*Tekstfragment*
◆ ◆ ◆

In deel drie van de reeks 'Oorlog achter de dijken' bezoek ik in Eindhoven een verdachte van de grootste genocide van de laatste twintig jaar, die in Rwanda. Hij is een van de honderden asielzoekers in Nederland met een mogelijk besmet oorlogsverleden. Doffe klappen van machetes die in vlees hakken. Het schrapende geluid als de botten worden geraakt. Bizarre geluiden vullen mijn hoofd als ik aanbel in een Brabantse straat met lage arbeiderswoningen. Geen naamplaatje op de deur. Mmm, dat is verdacht, denk ik. Het volgende moment sta ik oog in oog met een verdachte van massamoord. De 56-jarige J.B, klein met kort kroeshaar, zou juist naar zijn werk gaan. 'Ik heb een opleiding landbouwkunde, maar verdien mijn geld als verpleger.' De deur wordt niet dichtgegooid, maar hij nodigt me uit binnen te komen. Vriendelijk, denk ik. Of zouden de buren niet mogen weten dat hij in thuisland Rwanda wordt gezocht voor volkerenmoord en misdaden tegen de menselijkheid?
Zelf bezocht ik het Midden-Afrikaanse land tijdens de genocide van 1994. De geur van rottend mensenvlees vergeet je nooit. Vanaf april vonden in amper vier maanden circa 800.000 Tutsi's en gematigde Hutu's de dood. Zelfs de nazi's haalden in hun topdagen niet zulke aantallen.

◆ ◆ ◆

*Opdracht*
Neem het stuk uit het artikel over Rwanda tussen "Zelf bezocht ik" en "niet zulke aantallen.", beide inbegrepen, opnieuw over en vervang daarin "circa" door "ongeveer". De rijen vormen afzonderlijk materiaal en staan los van het artikel over Rwanda.

*Aangeleverde rijen*
◆ ◆ ◆

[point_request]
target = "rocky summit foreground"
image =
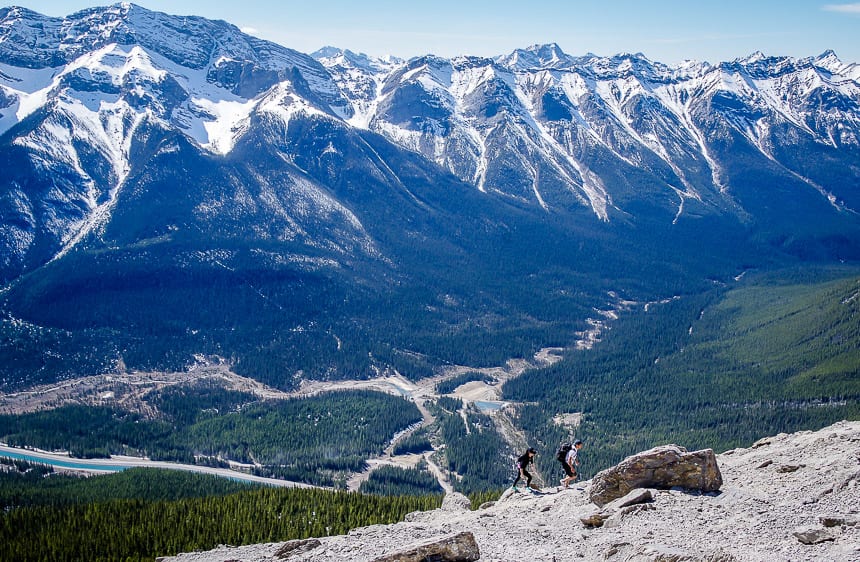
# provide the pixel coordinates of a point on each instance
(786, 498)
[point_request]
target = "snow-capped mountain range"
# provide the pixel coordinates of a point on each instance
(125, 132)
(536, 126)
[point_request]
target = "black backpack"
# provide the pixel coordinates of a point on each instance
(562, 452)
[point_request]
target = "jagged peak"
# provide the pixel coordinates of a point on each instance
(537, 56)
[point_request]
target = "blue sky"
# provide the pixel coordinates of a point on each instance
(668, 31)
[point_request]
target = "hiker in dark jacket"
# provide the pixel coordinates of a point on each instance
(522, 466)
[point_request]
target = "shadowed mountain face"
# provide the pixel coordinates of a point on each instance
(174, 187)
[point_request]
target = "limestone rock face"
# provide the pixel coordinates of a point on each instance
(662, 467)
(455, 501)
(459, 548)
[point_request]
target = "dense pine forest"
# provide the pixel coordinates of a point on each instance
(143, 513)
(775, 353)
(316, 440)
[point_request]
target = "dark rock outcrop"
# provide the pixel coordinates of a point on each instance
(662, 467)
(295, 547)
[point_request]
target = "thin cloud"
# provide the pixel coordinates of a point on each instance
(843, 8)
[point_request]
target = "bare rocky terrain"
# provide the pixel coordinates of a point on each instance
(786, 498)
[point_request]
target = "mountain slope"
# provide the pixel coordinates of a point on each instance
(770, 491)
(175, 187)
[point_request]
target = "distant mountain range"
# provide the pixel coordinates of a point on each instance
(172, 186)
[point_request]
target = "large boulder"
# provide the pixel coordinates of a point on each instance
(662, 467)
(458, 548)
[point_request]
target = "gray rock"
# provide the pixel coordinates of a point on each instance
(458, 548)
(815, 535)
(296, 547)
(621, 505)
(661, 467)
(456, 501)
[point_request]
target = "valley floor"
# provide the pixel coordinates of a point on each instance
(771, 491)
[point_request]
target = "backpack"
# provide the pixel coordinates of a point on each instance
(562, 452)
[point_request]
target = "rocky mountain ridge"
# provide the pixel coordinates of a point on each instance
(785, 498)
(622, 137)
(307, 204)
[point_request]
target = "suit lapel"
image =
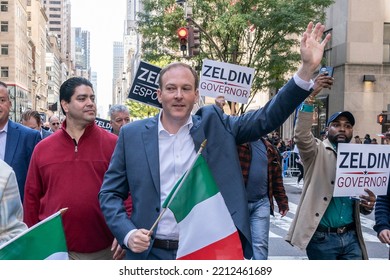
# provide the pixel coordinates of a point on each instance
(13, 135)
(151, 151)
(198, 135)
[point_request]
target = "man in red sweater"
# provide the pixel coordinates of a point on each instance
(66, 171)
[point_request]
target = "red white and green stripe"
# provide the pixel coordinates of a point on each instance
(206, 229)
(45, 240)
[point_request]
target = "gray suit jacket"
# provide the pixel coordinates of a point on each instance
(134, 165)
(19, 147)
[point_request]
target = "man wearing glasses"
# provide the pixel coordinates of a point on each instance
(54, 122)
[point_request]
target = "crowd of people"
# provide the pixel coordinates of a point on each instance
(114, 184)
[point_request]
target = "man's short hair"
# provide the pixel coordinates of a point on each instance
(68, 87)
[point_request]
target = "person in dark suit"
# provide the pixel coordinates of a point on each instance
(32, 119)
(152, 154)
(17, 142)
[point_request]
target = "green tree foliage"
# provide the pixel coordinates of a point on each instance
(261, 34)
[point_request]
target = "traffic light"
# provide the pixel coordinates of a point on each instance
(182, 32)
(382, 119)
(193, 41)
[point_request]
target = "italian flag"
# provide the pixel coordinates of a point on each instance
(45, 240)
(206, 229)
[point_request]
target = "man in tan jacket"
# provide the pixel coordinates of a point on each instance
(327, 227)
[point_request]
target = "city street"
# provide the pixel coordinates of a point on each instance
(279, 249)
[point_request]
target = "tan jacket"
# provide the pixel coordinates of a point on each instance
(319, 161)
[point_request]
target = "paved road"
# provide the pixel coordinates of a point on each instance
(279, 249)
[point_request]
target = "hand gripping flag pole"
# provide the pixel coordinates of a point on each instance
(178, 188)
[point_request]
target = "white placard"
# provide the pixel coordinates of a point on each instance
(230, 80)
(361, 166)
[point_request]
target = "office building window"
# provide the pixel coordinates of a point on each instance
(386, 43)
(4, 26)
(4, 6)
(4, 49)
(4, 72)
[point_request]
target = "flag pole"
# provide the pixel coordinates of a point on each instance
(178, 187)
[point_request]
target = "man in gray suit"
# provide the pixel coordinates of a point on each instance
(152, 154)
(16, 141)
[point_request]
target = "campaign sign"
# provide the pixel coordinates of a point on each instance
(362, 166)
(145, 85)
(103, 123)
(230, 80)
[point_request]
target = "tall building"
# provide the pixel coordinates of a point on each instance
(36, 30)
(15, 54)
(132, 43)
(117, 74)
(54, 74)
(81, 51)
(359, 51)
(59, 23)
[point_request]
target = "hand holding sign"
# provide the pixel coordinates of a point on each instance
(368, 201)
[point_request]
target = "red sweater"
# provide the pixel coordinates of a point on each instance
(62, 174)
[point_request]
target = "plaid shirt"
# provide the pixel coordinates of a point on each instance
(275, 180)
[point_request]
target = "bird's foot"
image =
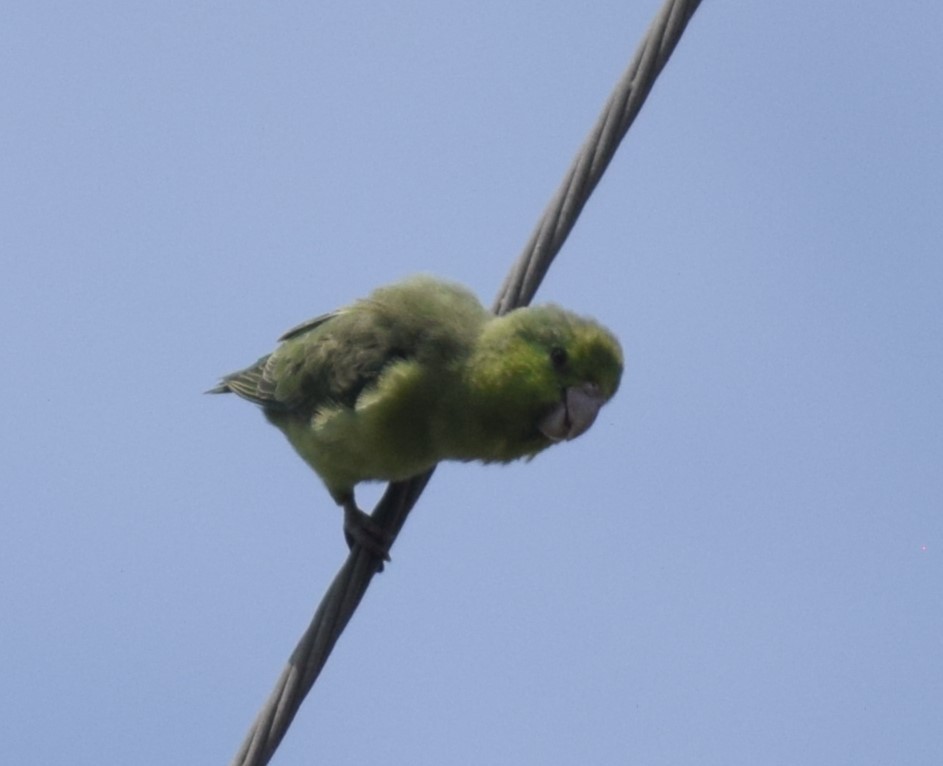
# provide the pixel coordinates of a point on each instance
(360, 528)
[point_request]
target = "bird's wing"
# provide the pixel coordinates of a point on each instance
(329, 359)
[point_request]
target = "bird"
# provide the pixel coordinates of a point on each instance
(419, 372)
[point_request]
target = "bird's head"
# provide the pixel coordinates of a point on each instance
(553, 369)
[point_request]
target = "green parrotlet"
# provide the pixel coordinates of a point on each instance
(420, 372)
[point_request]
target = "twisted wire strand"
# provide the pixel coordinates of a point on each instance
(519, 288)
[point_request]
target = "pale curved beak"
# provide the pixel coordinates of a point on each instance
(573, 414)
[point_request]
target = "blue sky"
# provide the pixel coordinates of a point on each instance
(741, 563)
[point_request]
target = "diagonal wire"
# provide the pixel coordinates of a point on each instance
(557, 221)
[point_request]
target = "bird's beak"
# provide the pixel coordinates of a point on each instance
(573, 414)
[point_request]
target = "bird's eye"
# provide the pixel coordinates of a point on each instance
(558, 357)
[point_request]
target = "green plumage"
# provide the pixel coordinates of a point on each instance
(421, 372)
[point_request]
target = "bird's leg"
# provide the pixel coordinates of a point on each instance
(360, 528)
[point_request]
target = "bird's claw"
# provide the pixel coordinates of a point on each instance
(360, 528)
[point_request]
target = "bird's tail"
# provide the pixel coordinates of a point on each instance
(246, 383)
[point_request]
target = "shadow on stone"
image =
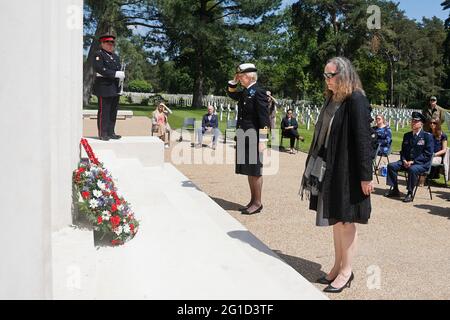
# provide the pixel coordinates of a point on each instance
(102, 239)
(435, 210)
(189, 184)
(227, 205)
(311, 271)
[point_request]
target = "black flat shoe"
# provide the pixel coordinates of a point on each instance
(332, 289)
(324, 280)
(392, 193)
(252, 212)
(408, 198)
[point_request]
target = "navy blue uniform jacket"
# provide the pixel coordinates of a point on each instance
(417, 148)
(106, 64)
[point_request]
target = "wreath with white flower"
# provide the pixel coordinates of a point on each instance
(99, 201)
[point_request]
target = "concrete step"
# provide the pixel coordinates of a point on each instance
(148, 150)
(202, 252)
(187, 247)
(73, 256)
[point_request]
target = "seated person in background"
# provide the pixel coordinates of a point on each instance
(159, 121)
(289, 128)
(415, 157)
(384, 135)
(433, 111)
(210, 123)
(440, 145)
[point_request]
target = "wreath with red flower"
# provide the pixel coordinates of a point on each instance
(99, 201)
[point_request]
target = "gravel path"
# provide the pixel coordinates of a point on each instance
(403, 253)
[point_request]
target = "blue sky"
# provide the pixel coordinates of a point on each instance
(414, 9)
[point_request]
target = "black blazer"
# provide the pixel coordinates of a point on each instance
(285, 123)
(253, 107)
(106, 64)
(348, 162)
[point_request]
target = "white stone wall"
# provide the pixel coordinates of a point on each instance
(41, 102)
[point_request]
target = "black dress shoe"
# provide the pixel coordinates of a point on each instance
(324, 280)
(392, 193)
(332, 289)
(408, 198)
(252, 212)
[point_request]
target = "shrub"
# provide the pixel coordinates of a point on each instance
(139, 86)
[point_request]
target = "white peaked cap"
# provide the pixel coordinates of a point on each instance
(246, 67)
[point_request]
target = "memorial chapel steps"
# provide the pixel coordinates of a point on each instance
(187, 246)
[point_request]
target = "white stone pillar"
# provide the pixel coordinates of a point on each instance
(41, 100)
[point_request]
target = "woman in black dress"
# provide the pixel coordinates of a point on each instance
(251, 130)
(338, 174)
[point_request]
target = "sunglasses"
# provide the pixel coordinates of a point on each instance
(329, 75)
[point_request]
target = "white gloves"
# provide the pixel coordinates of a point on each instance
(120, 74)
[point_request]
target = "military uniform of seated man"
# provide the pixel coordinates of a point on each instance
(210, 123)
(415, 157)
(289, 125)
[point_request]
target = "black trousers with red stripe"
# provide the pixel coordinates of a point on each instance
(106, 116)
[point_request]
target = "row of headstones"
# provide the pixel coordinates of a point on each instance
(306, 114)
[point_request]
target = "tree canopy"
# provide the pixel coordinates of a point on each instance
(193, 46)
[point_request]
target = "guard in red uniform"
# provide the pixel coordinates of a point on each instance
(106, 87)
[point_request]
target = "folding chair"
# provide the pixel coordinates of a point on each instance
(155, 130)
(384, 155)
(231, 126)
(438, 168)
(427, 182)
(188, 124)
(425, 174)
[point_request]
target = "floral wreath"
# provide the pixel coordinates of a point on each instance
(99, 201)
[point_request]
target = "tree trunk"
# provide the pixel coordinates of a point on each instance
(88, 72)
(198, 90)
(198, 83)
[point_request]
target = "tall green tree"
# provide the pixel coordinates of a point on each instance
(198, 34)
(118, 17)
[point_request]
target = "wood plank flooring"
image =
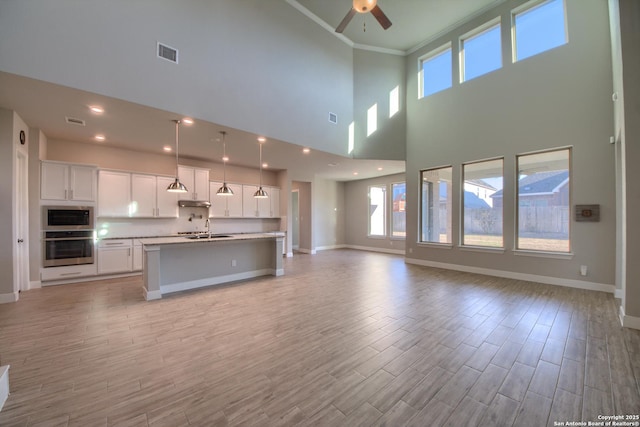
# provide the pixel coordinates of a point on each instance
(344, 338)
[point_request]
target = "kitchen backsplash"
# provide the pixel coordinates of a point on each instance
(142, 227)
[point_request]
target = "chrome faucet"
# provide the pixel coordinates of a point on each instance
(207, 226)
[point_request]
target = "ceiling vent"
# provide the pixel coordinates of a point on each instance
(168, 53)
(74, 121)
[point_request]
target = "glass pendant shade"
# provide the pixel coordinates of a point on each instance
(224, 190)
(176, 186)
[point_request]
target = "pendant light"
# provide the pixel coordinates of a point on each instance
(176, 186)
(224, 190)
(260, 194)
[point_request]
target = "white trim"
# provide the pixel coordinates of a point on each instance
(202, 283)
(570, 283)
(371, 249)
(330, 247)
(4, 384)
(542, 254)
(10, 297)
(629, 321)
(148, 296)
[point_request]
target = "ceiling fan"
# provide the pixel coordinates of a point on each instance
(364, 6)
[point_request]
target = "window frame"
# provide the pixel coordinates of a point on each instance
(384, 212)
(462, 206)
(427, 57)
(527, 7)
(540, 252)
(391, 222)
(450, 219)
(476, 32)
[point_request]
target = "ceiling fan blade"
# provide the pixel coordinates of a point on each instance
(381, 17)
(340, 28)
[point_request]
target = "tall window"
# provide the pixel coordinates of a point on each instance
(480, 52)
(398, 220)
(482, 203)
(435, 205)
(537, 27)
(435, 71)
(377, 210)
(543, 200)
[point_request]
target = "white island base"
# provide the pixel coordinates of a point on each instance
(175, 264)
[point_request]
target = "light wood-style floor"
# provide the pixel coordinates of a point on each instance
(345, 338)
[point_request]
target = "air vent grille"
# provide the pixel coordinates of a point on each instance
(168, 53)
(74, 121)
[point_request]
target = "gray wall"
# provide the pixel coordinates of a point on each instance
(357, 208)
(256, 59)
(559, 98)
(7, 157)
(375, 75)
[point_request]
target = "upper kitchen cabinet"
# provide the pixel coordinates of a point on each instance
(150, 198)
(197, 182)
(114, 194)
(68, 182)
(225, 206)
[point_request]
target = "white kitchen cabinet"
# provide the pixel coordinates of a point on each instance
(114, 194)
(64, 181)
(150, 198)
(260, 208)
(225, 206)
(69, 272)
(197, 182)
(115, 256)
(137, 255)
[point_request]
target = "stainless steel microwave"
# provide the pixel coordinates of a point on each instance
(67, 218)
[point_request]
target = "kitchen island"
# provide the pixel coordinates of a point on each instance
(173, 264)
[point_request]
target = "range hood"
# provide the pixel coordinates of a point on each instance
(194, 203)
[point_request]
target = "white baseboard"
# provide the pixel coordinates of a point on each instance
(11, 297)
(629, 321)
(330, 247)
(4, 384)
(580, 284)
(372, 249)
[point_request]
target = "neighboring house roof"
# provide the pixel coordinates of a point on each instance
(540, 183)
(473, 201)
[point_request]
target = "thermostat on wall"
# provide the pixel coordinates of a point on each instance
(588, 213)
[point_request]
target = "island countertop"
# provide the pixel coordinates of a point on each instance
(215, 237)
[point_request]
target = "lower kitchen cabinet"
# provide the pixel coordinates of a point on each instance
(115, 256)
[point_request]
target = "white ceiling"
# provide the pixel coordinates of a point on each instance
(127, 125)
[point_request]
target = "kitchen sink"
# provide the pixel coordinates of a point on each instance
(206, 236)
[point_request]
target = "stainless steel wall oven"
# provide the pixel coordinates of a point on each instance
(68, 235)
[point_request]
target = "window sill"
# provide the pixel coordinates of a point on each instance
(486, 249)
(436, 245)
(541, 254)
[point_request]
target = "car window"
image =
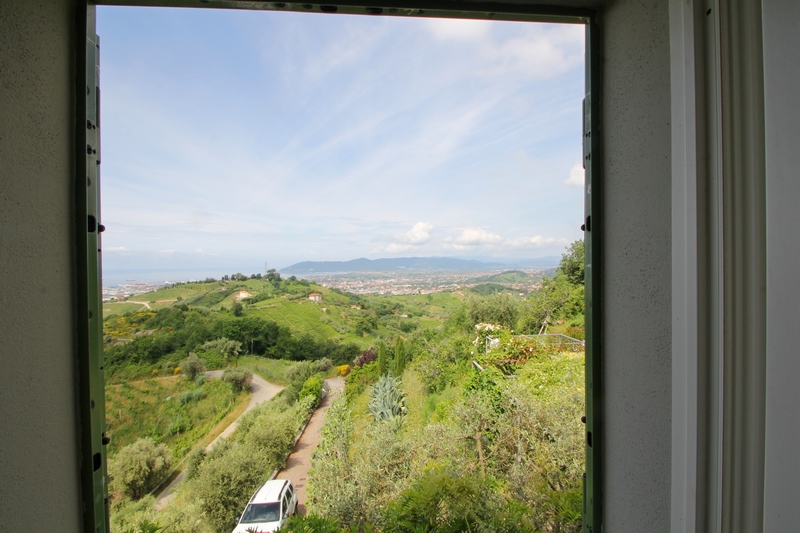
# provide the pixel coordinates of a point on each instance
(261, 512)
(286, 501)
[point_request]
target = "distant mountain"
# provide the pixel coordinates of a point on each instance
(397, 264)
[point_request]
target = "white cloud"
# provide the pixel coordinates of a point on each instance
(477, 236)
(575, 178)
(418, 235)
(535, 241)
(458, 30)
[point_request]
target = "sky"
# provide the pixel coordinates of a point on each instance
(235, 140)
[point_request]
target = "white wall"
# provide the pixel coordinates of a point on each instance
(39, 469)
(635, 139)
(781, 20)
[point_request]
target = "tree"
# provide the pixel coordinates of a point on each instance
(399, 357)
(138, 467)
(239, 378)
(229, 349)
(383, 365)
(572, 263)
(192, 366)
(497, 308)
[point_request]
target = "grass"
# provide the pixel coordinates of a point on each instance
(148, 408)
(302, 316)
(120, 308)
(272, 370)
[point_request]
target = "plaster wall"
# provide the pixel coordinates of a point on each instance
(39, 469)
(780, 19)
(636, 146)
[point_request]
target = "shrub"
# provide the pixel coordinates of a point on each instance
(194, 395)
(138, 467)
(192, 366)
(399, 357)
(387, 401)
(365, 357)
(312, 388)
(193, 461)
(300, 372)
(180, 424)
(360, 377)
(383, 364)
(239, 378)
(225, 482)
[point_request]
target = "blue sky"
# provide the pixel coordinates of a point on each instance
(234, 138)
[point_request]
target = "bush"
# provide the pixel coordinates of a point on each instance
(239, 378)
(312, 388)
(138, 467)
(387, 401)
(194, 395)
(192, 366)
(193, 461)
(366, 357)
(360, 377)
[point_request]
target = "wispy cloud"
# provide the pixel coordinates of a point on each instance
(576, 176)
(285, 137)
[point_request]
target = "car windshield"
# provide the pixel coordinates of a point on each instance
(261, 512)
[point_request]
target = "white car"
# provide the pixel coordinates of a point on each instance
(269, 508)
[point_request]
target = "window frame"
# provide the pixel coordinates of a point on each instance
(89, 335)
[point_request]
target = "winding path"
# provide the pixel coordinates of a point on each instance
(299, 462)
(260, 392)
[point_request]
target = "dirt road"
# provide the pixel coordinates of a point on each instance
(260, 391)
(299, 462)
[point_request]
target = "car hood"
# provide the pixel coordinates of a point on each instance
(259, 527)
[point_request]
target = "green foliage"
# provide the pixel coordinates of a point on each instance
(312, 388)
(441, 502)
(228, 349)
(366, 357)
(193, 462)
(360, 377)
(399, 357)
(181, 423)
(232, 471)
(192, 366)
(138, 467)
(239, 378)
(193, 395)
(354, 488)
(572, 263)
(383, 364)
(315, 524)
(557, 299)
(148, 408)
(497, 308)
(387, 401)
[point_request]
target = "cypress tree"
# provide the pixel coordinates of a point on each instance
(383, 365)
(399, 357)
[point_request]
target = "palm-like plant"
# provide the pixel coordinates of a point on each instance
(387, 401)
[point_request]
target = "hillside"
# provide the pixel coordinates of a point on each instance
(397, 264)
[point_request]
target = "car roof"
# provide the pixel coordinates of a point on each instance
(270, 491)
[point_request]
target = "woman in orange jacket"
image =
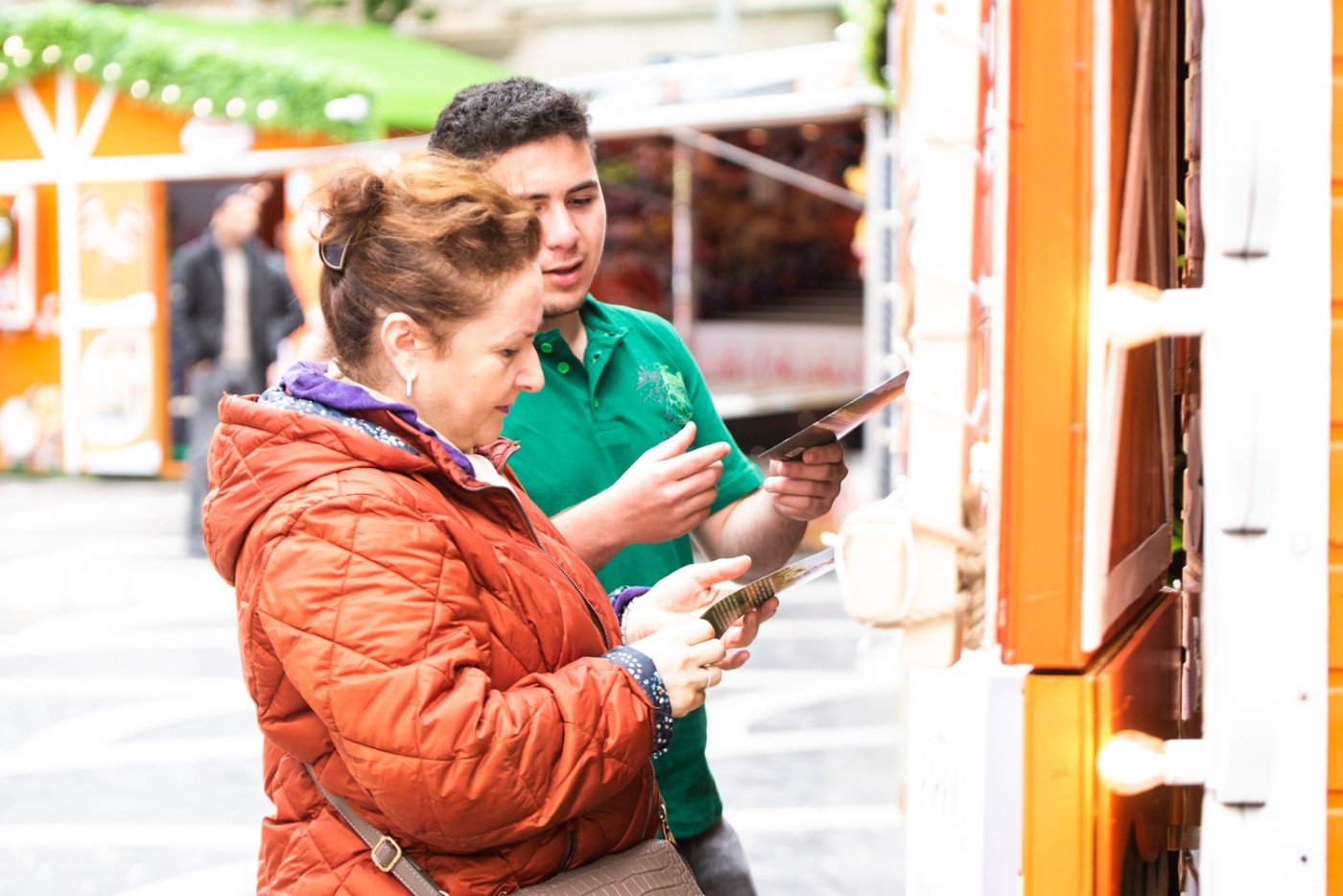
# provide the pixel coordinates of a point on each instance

◆ ◆ ◆

*Antwoord*
Zelf bezocht ik het Midden-Afrikaanse land tijdens de genocide van 1994. De geur van rottend mensenvlees vergeet je nooit. Vanaf april vonden in amper vier maanden ongeveer 800.000 Tutsi's en gematigde Hutu's de dood. Zelfs de nazi's haalden in hun topdagen niet zulke aantallen.